Record list:
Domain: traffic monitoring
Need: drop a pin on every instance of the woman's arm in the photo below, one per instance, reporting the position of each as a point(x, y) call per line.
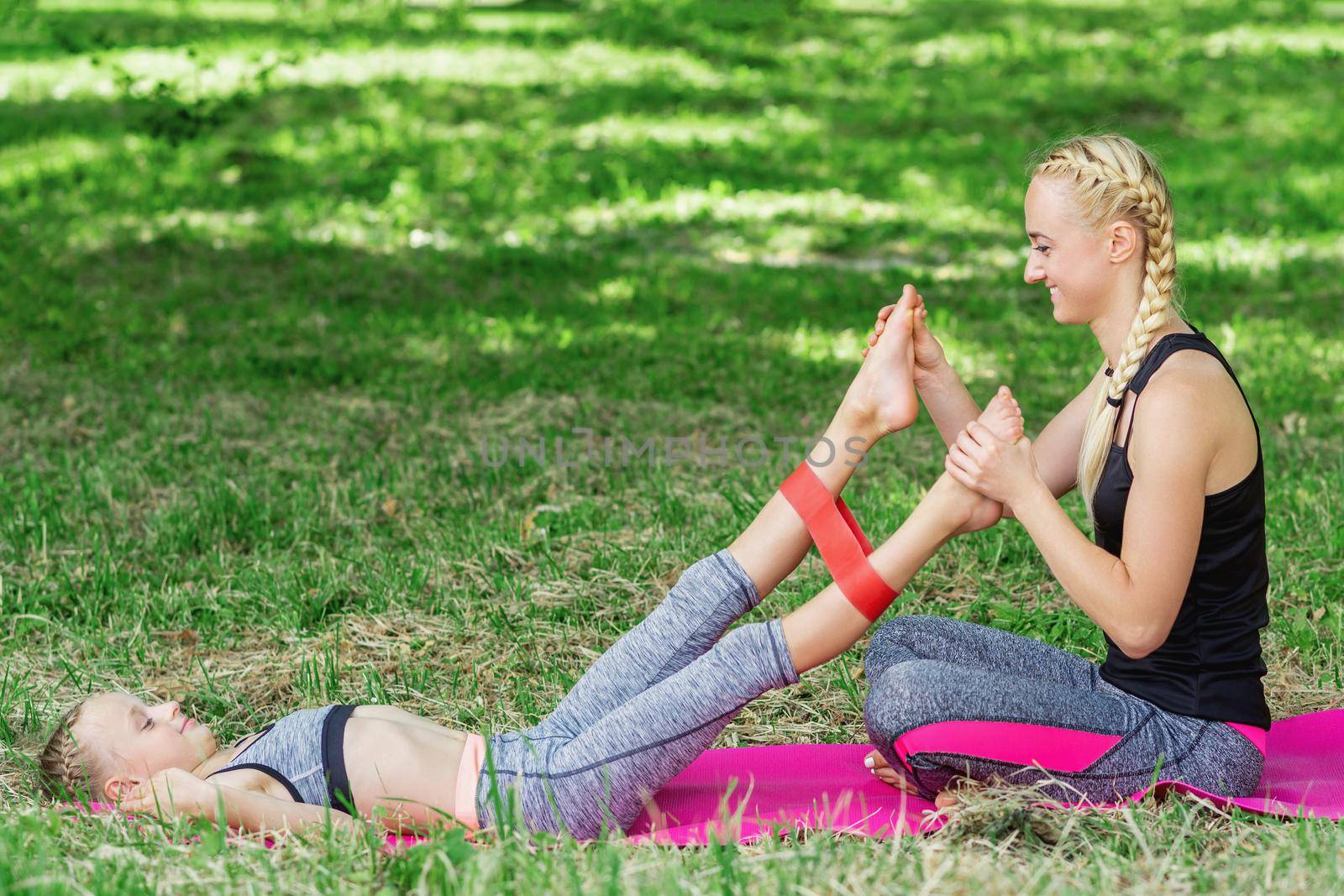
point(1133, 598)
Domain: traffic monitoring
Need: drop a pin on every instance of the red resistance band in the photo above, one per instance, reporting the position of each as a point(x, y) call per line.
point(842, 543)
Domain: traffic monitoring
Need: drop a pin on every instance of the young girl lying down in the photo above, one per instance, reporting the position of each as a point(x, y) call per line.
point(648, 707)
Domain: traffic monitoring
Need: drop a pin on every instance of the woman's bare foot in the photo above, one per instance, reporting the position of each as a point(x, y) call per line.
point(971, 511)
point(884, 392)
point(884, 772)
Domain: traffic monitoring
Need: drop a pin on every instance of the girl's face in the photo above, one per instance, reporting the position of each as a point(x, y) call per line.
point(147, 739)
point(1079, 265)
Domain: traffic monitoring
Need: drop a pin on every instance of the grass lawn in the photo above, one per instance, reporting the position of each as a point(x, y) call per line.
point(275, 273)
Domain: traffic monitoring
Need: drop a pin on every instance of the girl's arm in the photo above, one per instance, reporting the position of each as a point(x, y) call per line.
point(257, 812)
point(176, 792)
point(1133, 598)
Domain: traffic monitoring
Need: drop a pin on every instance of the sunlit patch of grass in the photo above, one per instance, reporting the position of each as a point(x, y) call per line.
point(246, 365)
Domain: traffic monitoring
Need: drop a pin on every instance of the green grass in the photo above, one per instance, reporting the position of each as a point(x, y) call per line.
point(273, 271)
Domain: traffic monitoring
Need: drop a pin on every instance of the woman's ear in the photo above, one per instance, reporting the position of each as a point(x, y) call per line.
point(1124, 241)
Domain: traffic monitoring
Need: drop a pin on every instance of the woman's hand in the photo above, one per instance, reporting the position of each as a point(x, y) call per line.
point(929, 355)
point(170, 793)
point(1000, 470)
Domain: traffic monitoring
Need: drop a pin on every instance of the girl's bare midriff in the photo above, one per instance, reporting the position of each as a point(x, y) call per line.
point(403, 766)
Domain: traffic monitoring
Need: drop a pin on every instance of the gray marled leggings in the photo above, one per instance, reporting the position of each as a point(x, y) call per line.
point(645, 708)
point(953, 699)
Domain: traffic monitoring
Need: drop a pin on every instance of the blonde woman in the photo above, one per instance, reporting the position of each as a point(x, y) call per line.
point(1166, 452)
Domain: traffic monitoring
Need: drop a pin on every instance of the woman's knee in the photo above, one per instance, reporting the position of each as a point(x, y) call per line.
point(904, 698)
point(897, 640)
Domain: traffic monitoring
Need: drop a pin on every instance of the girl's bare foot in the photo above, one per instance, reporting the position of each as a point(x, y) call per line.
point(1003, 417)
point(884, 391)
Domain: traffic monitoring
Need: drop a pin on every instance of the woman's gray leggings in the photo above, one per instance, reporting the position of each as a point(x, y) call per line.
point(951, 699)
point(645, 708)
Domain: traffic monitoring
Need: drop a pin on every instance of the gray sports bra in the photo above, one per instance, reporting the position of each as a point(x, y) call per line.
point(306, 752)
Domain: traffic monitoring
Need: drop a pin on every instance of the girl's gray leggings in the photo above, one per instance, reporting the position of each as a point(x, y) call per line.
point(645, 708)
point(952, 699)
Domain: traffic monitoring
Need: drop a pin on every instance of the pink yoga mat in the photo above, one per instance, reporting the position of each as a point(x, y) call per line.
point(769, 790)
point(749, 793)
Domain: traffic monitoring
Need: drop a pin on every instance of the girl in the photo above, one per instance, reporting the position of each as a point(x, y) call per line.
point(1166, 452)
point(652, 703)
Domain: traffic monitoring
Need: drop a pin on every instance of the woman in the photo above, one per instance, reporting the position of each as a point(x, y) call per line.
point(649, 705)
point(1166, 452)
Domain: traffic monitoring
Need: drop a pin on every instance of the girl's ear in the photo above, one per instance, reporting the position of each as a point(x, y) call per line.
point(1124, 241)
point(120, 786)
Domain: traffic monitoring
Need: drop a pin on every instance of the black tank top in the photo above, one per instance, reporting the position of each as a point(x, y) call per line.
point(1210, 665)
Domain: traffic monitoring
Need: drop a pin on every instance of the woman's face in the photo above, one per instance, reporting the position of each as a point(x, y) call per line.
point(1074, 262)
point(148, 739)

==

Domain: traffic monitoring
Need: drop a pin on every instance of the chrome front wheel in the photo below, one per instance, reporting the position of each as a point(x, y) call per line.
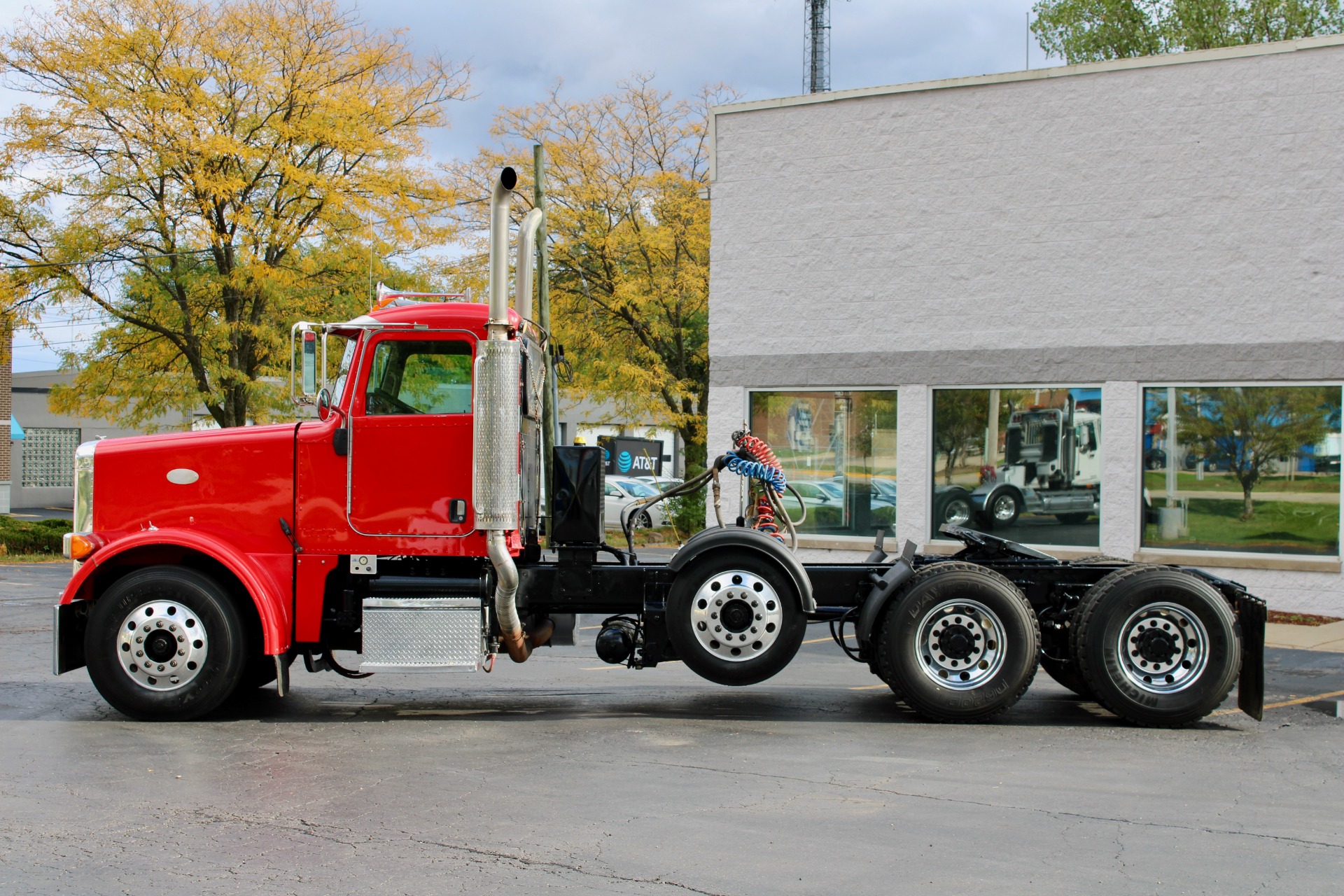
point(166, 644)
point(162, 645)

==

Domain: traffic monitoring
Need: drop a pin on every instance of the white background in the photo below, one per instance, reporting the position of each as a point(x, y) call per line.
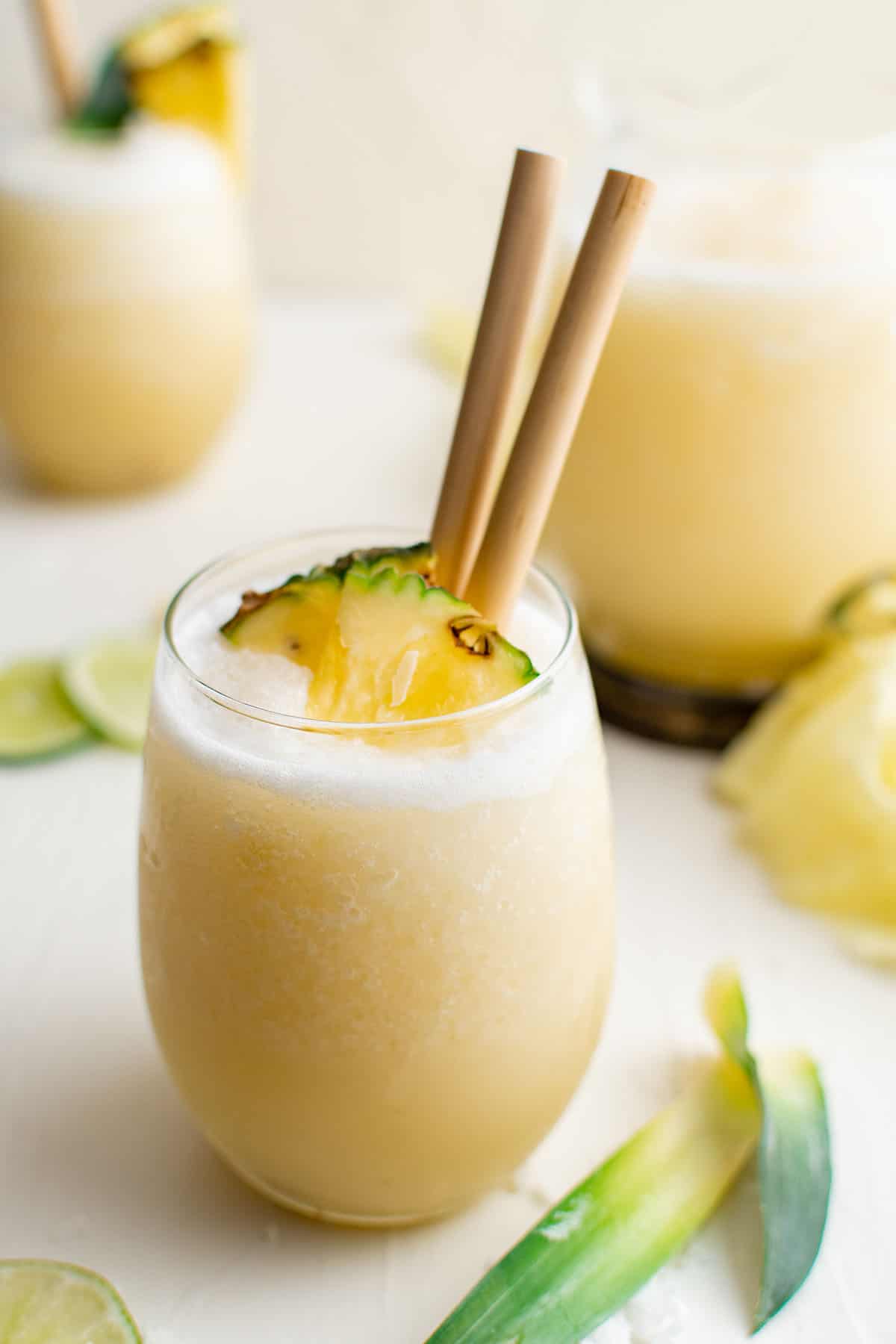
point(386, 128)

Problem:
Copy every line of the entries above that contains the word "face". Match its case.

Solution to this problem:
Need: drop a pin on every instance of the girl's face in the photo above, one per instance, reporting the position of each as a point(x, y) call per line.
Need: drop a pin on every instance of the woman's face in the photo above, one per instance, reporting the position of each as a point(x, y) call per line.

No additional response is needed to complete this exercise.